On May 26, Digital News Asia (DNA) released its first Deep Dive report, which looked at the telecommunications space in Malaysia. Over these next two weeks, we will be publishing the articles from the PDF report on our portal, plus other stories. To download the Telco Deep Dive, click here. In this article, Goh Thean Eu looks at Malaysia’s broadband landscape and its challenges.
Malaysian broadband has evolved from the 512Kbps state of 10 years ago
Room for improvement if we want to be on par with Singapore and Hong Kong
THE Malaysian broadband industry, which has been growing steadily over the past decade, is expected to go through interesting times ahead as services providers compete for ever-changing consumer needs.
Today’s Internet users demand more stability and speed, as opposed to mere coverage. Some users may also look into value-added services such as Internet Protocol TV (IPTV) before deciding which broadband package to buy into.
The Malaysian broadband landscape has evolved tremendously from the state 10 years ago. Back then, Telekom Malaysia Bhd (TM) was offering 512 Kbps packages. Downloading a song would have taken several minutes, while downloading an entire movie was relatively unheard of.
Also, the country’s broadband household penetration then may have been under 10%, an assumption based on the 2007 and 2008 household broadband penetration rates, which were at 15.2% and 21.1%, respectively.
Today however, most Malaysian households are enjoying download speeds of up to 20 Mbps. A simple document would take just a few seconds to be downloaded, and Internet users are not only just downloading movies, but entire TV series as well.
Meanwhile, Malaysia’s broadband penetration rate, as of December 2013, is at 67.1%. In Kuala Lumpur (excluding Putrajaya), broadband penetration has exceeded 111%. Selangor and Penang, which are among the more industrialised states, have broadband penetration rates of approximately 80%.
Although TM still remains the dominant player, the fixed-line operator is facing competition on all fronts – from other fixed-line providers to mobile operators.

[Extracted data entries]
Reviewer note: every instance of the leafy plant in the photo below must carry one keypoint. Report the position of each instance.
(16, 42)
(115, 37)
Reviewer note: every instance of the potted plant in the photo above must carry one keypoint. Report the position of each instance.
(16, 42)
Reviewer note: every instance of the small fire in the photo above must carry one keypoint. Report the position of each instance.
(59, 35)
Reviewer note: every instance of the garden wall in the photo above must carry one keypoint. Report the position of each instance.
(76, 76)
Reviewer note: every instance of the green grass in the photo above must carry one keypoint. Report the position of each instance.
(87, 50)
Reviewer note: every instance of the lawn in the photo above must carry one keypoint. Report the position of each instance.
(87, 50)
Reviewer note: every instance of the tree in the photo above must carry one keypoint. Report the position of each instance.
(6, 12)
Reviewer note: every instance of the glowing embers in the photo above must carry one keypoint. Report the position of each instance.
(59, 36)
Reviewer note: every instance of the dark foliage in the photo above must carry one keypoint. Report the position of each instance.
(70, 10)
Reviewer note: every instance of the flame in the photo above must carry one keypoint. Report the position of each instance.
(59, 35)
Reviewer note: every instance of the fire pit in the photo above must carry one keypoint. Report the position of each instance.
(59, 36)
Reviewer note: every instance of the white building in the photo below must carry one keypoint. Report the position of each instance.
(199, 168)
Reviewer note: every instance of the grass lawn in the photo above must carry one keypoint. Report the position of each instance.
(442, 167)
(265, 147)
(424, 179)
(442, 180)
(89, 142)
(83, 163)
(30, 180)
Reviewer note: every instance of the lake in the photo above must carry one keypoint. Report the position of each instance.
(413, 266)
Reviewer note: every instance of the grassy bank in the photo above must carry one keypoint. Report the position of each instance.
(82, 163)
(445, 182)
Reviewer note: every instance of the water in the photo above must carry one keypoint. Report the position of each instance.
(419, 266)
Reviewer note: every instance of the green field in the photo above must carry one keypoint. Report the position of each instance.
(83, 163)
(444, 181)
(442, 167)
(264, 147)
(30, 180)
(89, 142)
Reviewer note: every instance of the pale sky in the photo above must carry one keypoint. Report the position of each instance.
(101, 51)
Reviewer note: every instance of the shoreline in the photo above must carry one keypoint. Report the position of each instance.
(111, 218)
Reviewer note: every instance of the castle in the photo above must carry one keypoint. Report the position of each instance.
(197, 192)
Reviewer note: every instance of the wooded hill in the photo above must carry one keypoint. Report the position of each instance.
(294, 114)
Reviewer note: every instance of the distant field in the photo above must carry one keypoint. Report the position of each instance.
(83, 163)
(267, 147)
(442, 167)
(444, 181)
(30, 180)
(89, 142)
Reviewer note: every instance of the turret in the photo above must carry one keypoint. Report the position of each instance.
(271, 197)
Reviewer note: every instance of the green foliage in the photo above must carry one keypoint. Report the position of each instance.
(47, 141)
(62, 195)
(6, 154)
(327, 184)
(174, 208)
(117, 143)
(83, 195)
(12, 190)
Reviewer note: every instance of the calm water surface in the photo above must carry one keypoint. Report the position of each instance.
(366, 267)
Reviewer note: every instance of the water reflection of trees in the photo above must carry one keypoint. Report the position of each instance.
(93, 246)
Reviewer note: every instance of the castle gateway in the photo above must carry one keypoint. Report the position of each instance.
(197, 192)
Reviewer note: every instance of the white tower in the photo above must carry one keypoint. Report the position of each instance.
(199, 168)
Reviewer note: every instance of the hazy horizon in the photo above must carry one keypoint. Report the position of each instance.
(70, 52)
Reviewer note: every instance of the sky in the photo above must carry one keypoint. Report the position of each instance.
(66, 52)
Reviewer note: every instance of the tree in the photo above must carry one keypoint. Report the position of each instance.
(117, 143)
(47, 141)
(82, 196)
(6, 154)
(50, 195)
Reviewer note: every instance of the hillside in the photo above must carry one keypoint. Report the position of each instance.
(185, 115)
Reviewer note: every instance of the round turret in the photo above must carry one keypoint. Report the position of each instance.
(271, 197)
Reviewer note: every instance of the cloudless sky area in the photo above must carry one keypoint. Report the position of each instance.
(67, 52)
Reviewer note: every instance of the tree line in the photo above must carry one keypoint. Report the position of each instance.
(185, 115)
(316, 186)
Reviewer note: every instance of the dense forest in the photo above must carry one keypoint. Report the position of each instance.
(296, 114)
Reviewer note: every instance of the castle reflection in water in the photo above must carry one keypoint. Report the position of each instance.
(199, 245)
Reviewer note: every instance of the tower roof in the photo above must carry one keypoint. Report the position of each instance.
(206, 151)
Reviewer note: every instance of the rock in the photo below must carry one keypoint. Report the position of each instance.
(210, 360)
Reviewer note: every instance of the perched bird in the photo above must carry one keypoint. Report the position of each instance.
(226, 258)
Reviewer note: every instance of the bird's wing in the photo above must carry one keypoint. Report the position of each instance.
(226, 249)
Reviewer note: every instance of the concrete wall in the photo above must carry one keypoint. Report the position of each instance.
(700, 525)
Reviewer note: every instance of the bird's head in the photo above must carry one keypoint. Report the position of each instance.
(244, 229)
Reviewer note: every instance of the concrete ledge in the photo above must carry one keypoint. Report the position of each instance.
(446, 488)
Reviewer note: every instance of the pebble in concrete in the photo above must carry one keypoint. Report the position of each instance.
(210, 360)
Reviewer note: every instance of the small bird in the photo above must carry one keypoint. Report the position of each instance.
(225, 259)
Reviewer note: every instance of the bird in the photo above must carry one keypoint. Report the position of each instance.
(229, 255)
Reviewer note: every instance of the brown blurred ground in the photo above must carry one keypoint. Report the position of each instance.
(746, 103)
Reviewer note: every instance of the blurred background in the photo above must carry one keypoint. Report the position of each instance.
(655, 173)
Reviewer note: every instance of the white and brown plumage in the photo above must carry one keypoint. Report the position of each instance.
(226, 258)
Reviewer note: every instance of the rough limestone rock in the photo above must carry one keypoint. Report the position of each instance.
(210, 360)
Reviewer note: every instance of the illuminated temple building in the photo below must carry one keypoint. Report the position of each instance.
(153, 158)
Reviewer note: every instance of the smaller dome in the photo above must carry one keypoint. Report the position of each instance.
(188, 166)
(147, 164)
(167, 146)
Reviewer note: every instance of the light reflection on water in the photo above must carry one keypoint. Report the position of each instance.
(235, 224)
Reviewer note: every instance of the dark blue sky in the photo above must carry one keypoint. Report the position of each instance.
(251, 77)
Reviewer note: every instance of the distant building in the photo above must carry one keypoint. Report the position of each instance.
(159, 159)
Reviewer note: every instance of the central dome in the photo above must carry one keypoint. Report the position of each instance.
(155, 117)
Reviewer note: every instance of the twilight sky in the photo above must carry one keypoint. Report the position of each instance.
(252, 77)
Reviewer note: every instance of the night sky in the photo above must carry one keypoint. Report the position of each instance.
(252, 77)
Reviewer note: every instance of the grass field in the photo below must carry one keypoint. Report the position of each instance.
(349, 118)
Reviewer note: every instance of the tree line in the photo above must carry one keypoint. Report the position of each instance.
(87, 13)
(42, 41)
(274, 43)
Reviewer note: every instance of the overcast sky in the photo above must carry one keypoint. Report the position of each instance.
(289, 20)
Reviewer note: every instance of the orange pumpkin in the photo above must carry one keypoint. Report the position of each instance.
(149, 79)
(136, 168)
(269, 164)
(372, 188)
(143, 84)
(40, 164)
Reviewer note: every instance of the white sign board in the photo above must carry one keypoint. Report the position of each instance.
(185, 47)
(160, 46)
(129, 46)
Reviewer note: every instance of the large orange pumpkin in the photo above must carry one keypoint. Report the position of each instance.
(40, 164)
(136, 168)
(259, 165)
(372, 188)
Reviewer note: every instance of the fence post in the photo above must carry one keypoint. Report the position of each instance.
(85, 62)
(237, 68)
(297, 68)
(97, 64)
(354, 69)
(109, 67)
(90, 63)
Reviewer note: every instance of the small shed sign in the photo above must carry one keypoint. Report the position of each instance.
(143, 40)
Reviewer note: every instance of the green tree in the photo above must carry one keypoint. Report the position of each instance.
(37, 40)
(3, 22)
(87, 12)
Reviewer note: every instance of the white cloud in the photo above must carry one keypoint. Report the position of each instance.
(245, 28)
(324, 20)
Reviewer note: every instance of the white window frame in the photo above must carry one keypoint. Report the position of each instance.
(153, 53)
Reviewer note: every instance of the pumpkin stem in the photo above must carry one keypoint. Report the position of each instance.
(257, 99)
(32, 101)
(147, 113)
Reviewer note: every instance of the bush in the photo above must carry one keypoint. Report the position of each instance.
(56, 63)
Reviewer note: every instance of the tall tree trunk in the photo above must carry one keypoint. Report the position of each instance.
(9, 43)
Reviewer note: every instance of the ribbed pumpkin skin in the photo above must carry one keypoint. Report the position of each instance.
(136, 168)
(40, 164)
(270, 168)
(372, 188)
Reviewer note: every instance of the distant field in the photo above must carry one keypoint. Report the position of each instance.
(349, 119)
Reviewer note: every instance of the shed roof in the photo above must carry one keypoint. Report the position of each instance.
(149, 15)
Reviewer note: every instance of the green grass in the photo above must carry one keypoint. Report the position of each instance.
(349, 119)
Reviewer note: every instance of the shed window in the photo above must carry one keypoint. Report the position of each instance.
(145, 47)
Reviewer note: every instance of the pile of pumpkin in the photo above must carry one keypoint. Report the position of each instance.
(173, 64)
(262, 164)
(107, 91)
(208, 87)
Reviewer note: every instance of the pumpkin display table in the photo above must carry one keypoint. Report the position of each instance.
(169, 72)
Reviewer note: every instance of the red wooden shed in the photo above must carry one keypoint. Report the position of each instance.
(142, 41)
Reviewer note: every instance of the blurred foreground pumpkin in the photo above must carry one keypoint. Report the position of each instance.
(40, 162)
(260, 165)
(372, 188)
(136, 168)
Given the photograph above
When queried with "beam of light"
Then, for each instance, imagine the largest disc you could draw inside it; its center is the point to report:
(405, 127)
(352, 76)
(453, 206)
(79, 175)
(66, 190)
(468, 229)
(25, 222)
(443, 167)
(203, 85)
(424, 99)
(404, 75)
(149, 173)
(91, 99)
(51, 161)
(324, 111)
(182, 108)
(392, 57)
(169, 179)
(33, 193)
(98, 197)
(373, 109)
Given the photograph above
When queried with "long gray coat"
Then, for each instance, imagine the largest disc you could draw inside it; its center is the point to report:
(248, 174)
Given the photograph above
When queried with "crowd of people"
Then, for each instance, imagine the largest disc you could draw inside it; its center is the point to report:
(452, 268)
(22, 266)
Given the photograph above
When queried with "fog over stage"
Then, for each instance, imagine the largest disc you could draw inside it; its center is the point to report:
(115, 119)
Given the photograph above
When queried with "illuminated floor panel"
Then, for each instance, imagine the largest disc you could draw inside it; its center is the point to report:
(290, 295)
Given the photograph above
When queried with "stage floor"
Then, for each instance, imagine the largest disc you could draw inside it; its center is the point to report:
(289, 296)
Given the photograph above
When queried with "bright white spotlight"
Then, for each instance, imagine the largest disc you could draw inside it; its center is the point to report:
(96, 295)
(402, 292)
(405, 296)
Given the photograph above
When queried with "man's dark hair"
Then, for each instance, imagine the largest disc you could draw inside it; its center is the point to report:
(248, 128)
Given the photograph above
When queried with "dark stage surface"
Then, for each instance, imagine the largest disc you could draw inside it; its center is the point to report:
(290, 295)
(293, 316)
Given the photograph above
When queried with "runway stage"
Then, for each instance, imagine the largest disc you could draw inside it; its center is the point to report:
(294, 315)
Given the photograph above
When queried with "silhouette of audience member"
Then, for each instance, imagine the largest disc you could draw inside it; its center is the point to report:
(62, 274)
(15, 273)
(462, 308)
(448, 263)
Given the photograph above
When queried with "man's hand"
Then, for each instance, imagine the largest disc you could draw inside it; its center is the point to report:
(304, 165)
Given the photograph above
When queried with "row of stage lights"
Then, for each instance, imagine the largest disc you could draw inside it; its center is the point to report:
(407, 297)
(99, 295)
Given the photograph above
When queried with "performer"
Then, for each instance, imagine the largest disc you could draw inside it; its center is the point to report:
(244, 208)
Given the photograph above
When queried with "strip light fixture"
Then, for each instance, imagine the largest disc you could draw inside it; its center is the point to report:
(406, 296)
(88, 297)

:: Check your understanding ::
a) In the Malaysian broadband text, rewrite the passage from "Meanwhile, Malaysia’s broadband" to "of approximately 80%.", swapping "approximately" for "roughly".
b) For each statement, say yes or no according to the Malaysian broadband text, and quote the words that decide it. (i) Ten years ago, TM offered 512 Kbps packages. (ii) Household broadband penetration in 2008 was 15.2%. (iii) Selangor and Penang have broadband penetration rates above 90%.

:: Replies ::
a)
Meanwhile, Malaysia’s broadband penetration rate, as of December 2013, is at 67.1%. In Kuala Lumpur (excluding Putrajaya), broadband penetration has exceeded 111%. Selangor and Penang, which are among the more industrialised states, have broadband penetration rates of roughly 80%.

b)
(i) Yes: "Back then, Telekom Malaysia Bhd (TM) was offering 512 Kbps packages."
(ii) No: "the 2007 and 2008 household broadband penetration rates, which were at 15.2% and 21.1%, respectively."
(iii) No: "have broadband penetration rates of approximately 80%."